Exercise set:
1. List every timestamp that appears in the transcript about Phoenix real estate.
2. Based on the transcript about Phoenix real estate, decide whether each statement is true. Answer yes or no, and quote the words that settle it.
(a) The first project aimed to raise half a million dollars.
(b) The Arizona Diamondbacks built their stadium in the suburbs.
(c) About twenty investors came in on the first day.

Document:

-----

Jamison: [00:20:45] So John’s experience had been in multi-family and specifically in value-add multi-family, in walkable core areas. So, in Phoenix, what has happened in the last 15, 20 years is there had been a mass exodus of the downtown area in the eighties and nineties and moved to the suburbs, and the downtown area was kind of like the place nobody wanted to go. And then in the late nineties, the Arizona Diamondbacks built their stadium right downtown and there was became this energy around downtown. And then millennials and pre-millennial, but the younger folks decided downtown is kind of cool, and I don’t want to live way out in the suburbs where it’s a 45-minute drive in traffic anywhere. And in the 2000s and in the 2010s, we started seeing this urban migration back to these core areas, and we’re still seeing that. And what we do is we find buildings in those core areas that haven’t been renovated for a long time. A lot of them have been owned by the same owners for decades, and they’re just basically cash flowing them, and we’ll go in and fix these, kind of, cool, unique buildings. A lot of them kind of mid-century architecture that has been covered up over the years and not brought out, and we’ll go make them cool again. And people really love to move into a newly renovated building that’s in these core areas. So that’s really been our focus.
Eve: [00:22:22] And what are the limitations for you, like how are you feeling? Well, you know, financing altogether or just the Arizona rules like…
Jamison: [00:22:31] Well, our first project was a small building in Tempe, which is where Arizona State is. So, it’s a great area because there’s a lot of activity there, not only the college, but just in general. And we thought we might raise that. We’re only looking to raise half a million dollars. And we thought we might raise that in the first couple of weeks, and we launched the project on our website. We had done a little bit of PR and marketing before that. And I think the first day we got five or six investors who invested a few thousand dollars, and it became really clear about two or three weeks into it that I think we had hit maybe 100,000, but we had a long ways to go.

-----

Data rows:
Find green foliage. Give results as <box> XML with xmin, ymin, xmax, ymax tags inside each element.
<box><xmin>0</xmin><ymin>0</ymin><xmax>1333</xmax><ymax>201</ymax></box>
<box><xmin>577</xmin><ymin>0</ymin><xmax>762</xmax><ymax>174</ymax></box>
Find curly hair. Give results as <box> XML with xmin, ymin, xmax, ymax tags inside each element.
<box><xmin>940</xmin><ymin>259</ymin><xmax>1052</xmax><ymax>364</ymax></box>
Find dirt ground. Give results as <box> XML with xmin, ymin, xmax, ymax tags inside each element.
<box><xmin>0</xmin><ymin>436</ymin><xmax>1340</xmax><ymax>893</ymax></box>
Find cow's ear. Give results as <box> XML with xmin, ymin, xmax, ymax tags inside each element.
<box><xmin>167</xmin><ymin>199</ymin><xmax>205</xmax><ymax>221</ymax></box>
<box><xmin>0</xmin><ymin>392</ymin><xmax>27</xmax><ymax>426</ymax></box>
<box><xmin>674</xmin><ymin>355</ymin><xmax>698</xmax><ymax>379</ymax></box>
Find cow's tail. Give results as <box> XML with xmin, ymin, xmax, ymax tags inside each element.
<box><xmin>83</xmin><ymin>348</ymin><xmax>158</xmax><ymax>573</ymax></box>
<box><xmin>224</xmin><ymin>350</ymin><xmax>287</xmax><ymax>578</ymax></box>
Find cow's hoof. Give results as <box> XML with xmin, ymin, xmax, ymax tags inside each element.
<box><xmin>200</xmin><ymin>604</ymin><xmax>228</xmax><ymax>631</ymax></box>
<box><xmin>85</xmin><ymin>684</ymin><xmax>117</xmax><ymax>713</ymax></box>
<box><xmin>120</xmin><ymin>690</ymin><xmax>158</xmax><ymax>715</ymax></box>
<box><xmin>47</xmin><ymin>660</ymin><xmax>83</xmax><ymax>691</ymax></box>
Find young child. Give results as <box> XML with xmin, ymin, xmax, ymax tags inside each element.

-----

Results for the exercise:
1.
00:20:45
00:22:22
00:22:31

2.
(a) Yes: "We’re only looking to raise half a million dollars."
(b) No: "the Arizona Diamondbacks built their stadium right downtown"
(c) No: "I think the first day we got five or six investors who invested a few thousand dollars"